ASSIGNED TASK:
Could you continue the editorial below on Oregon's proposed stimulus checks for essential workers, picking up right after its final paragraph?

PASSAGE SHOWN:
((
State stimulus proposal overly generous
As the Oregon Legislature nears the end of the 2021 session, a proposal has surfaced to give state stimulus checks to essential workers who stayed on the job during the pandemic, and possibly incentive bonuses to encourage essential employees to return to work. While it’s not a bad idea to reward those who risked their own health to serve the public in low-paying jobs, the bill as introduced would send checks to many workers who really don’t need the help.
House Bill 3409 received its first reading only on Monday, so there is a chance the measure won’t make it through the process before lawmakers adjourn by the end of the month.
The bill would use $450 million of the $2.6 billion Oregon received from the American Rescue Plan. Congress specifically authorized states to use some of the money to reward essential workers and get others to return to work. We’re not sure Congress had in mind assistance quite as generous as proposed in Oregon, however.
The Oregon bill would send $2,000 bonuses to workers making less than the state average of about $26.50 an hour. That’s a little over $55,000 a year. So far so good. Eligible job categories include health care, law enforcement, education, agriculture and transportation, among others. Workers would have had to be within 6 feet of the public while on the job or have worked cleaning public facilities. Those who worked from home would not be eligible. Again, those are reasonable requirements for workers toward the lower end of the pay scale.
))
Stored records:
((
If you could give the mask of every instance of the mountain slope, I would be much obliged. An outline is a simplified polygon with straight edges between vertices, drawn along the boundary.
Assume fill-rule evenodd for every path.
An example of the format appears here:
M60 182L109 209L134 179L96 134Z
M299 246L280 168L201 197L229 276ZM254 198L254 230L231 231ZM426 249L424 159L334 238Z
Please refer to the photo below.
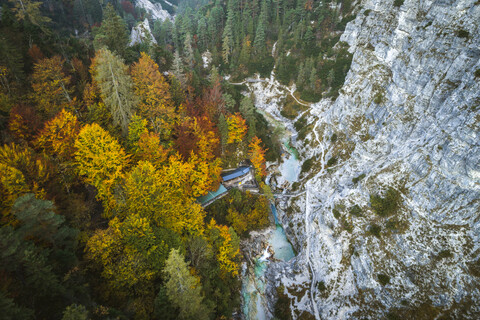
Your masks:
M324 319L477 318L480 5L362 5L340 96L302 119L313 165L283 216L310 301Z

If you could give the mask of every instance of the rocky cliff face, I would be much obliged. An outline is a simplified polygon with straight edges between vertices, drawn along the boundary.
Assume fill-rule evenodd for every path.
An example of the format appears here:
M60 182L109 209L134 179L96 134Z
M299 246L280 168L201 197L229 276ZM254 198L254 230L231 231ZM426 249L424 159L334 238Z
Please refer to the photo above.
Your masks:
M366 0L347 25L351 69L304 115L313 165L281 216L297 310L480 317L479 24L476 0Z

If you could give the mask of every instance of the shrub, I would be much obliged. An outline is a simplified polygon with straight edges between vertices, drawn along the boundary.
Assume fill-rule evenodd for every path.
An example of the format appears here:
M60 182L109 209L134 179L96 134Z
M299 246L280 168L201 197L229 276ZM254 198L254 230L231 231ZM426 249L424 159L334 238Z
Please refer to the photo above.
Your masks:
M437 257L440 258L440 259L444 259L444 258L451 258L451 257L453 257L453 255L450 252L450 250L446 249L446 250L440 251L438 253Z
M459 38L464 38L464 39L468 39L470 37L470 33L464 29L458 30L457 35Z
M395 230L397 229L397 221L396 220L388 220L387 221L387 224L385 225L385 227L389 230Z
M337 157L333 156L327 161L327 167L332 167L337 164Z
M283 293L285 288L283 286L277 287L278 299L275 302L273 314L279 320L291 320L292 312L290 310L290 298Z
M356 204L350 208L350 214L353 214L354 216L360 216L362 214L362 209L358 206L358 204Z
M320 291L325 291L325 290L327 290L327 287L325 287L325 282L319 281L319 282L317 283L317 289L320 290Z
M380 232L382 231L382 228L378 224L372 223L368 231L375 237L380 238Z
M373 211L379 216L394 214L400 204L400 192L390 187L383 198L379 195L370 195L370 203Z
M363 178L365 178L365 173L362 173L361 175L359 175L358 177L355 177L352 179L352 182L353 183L357 183L358 181L362 180Z
M337 137L337 134L334 133L334 134L332 134L332 136L330 137L330 141L331 141L332 143L335 143L335 142L337 141L337 138L338 138L338 137Z
M375 94L375 97L373 98L373 102L375 102L376 104L381 104L384 102L384 100L385 100L385 97L383 96L382 92L377 92Z
M340 211L338 211L337 209L334 208L332 210L332 213L333 213L333 216L335 217L335 219L340 218Z
M309 158L302 163L302 173L310 171L313 166L313 161L313 158Z
M394 0L393 5L395 7L400 7L401 5L403 5L404 2L405 2L405 0Z
M379 274L377 275L377 278L378 278L378 282L380 282L380 284L381 284L382 286L387 285L387 284L390 283L390 277L387 276L386 274L379 273Z

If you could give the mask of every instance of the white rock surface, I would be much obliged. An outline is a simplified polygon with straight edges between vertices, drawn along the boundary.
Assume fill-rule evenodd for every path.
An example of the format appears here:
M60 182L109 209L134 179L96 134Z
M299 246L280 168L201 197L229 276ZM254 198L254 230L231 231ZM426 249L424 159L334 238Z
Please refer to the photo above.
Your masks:
M133 27L132 32L130 33L131 46L143 42L157 43L157 40L155 40L152 30L150 29L150 23L148 23L148 19L145 19L143 22Z
M293 216L279 212L285 226L294 226L286 232L299 255L291 265L295 272L276 281L307 288L295 297L298 311L322 319L381 319L388 312L422 318L425 310L431 317L480 318L475 2L405 0L394 7L392 0L366 0L347 25L341 40L354 54L351 69L336 101L312 105L313 129L297 147L305 159L317 160L303 176L305 192L289 204ZM469 37L458 37L460 30ZM256 103L277 115L275 90ZM338 164L327 169L334 155ZM402 205L395 216L383 218L373 213L369 199L388 187L400 190ZM355 204L361 216L349 213ZM389 230L389 219L401 227ZM373 223L382 228L380 238L368 232ZM451 255L439 257L445 250ZM378 274L388 275L390 283L382 286ZM326 290L318 289L320 282Z
M171 3L168 4L171 5ZM153 3L149 0L135 0L135 6L144 8L148 13L151 14L151 18L153 20L164 21L165 19L170 19L173 21L174 19L174 17L170 13L168 13L167 10L163 9L162 5L158 2Z

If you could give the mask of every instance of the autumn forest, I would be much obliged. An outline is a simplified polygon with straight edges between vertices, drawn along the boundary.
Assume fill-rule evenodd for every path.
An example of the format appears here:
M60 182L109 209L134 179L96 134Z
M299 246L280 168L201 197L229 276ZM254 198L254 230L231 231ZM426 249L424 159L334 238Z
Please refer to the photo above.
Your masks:
M241 161L268 188L267 122L215 67L174 75L166 49L128 47L111 4L93 41L41 7L1 11L0 317L230 317L240 237L270 223L268 200L196 199Z

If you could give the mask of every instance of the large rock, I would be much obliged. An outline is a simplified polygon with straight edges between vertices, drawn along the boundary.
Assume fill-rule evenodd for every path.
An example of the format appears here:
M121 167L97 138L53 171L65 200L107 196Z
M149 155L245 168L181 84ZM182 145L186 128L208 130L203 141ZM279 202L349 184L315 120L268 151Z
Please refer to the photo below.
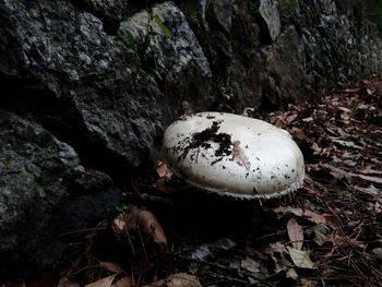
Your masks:
M11 0L0 2L0 23L2 106L34 110L106 170L153 163L165 97L99 19L65 0Z
M262 82L262 108L287 106L282 101L303 95L302 83L307 82L305 49L295 26L285 29L273 45L264 47L263 52L267 71Z
M208 1L200 9L182 3L189 23L196 33L213 74L210 93L216 95L214 109L242 112L261 101L260 28L250 1ZM200 15L200 20L194 15Z
M310 91L324 94L382 70L381 40L357 1L284 0L280 11L282 24L294 23L303 43L307 81L301 85Z
M260 26L263 28L263 41L274 41L280 32L279 14L274 0L260 0L259 7Z
M106 216L103 206L114 207L117 199L112 182L84 172L72 147L0 110L0 277L50 266L64 248L59 235L94 226Z
M164 2L151 12L143 10L132 15L121 23L120 35L123 37L126 32L133 36L134 44L130 45L136 45L147 64L144 68L160 74L174 117L184 111L184 100L196 110L212 104L210 63L183 13L174 3Z

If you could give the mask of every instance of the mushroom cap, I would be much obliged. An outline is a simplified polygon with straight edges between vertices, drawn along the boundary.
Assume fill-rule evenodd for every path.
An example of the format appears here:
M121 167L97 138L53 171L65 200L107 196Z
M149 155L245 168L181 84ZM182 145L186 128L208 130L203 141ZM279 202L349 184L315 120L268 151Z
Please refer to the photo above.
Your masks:
M290 134L238 115L179 118L165 131L159 157L192 186L241 199L287 194L303 182L303 156Z

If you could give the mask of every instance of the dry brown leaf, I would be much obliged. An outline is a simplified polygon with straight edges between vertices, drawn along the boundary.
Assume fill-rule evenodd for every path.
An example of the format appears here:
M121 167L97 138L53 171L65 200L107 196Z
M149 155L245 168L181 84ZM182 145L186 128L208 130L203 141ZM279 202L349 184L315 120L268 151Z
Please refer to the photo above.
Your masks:
M132 278L126 276L116 280L111 287L133 287L135 284Z
M259 273L261 264L251 258L246 258L241 261L240 266L251 273Z
M116 274L123 273L122 268L112 262L99 261L99 267L102 267L103 270L107 270L109 272L116 273Z
M130 206L129 211L119 214L112 223L112 230L119 238L129 237L129 230L138 228L159 246L167 246L165 231L150 211Z
M273 212L283 213L283 214L294 214L299 217L305 217L314 224L326 224L326 217L325 217L326 214L318 214L309 210L302 211L301 208L296 208L290 206L279 206L279 207L273 208Z
M156 172L158 174L159 178L164 180L169 180L172 177L172 171L169 170L164 162L158 162Z
M366 175L366 176L368 176L368 175L382 175L382 170L374 170L370 166L365 167L363 169L359 170L358 172Z
M72 282L69 278L63 277L60 279L57 287L81 287L81 285L77 282Z
M202 287L196 276L187 273L176 273L143 287Z
M150 211L138 211L136 224L141 230L159 246L167 246L167 237L155 215Z
M8 283L1 283L0 280L0 286L1 287L26 287L26 284L23 279L16 279L15 282L8 282Z
M325 214L317 214L309 210L305 210L302 216L315 224L326 224Z
M94 283L87 284L85 287L111 287L115 277L116 275L111 275L109 277L105 277Z
M309 252L305 250L298 250L291 247L287 247L289 251L289 255L291 261L295 263L297 267L300 268L314 268L314 263L311 261L309 256Z
M296 222L295 218L290 218L287 224L288 236L291 241L291 244L295 249L301 250L303 243L303 229Z

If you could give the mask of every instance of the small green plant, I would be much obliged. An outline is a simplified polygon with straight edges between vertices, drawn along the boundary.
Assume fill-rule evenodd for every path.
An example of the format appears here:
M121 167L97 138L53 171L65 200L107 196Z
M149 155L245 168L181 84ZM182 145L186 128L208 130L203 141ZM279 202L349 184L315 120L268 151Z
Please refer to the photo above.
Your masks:
M157 56L152 51L148 53L148 47L152 43L152 40L159 35L159 33L155 32L153 28L152 23L155 22L157 27L167 36L171 36L171 31L163 23L159 15L154 14L153 12L148 13L148 20L146 24L146 31L144 34L144 38L141 43L138 43L135 36L129 31L129 29L122 29L122 34L124 36L124 40L127 46L136 52L136 55L140 57L143 69L146 70L148 73L154 74L157 79L163 80L162 75L159 73L159 63L157 60ZM166 70L165 67L160 68L163 70Z
M172 35L171 31L162 22L159 15L153 13L148 13L146 33L144 35L142 44L140 45L141 47L139 47L134 35L129 29L122 29L126 44L130 49L134 50L135 52L139 52L140 57L144 56L144 53L147 51L151 40L159 35L157 32L154 31L153 26L151 25L153 21L167 36Z
M280 0L279 1L279 9L282 11L286 11L289 13L293 13L298 8L298 0Z
M124 203L119 203L117 204L116 210L117 212L122 213L122 212L129 211L129 206L126 205Z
))
ANSWER FOR THIS EXERCISE:
But the bill would give $1,000 payments to workers making up to 150% of the average wage. That’s more than $82,000 a year.
Do workers who were employed during the entirety of the pandemic and earn that much need an extra grand to make ends meet? We seriously doubt it.
Workers in lower-paid but essential jobs could have opted for the enhanced unemployment benefits and stayed home. Rewarding them for continuing to work at risk to themselves and to their families is no unreasonable, and if they spend the money and put it back into the economy, that helps local businesses as well.
The dollars proposed for higher-paid workers would be better spent helping struggling or closed businesses get back on their feet, thereby providing more jobs for those still unemployed.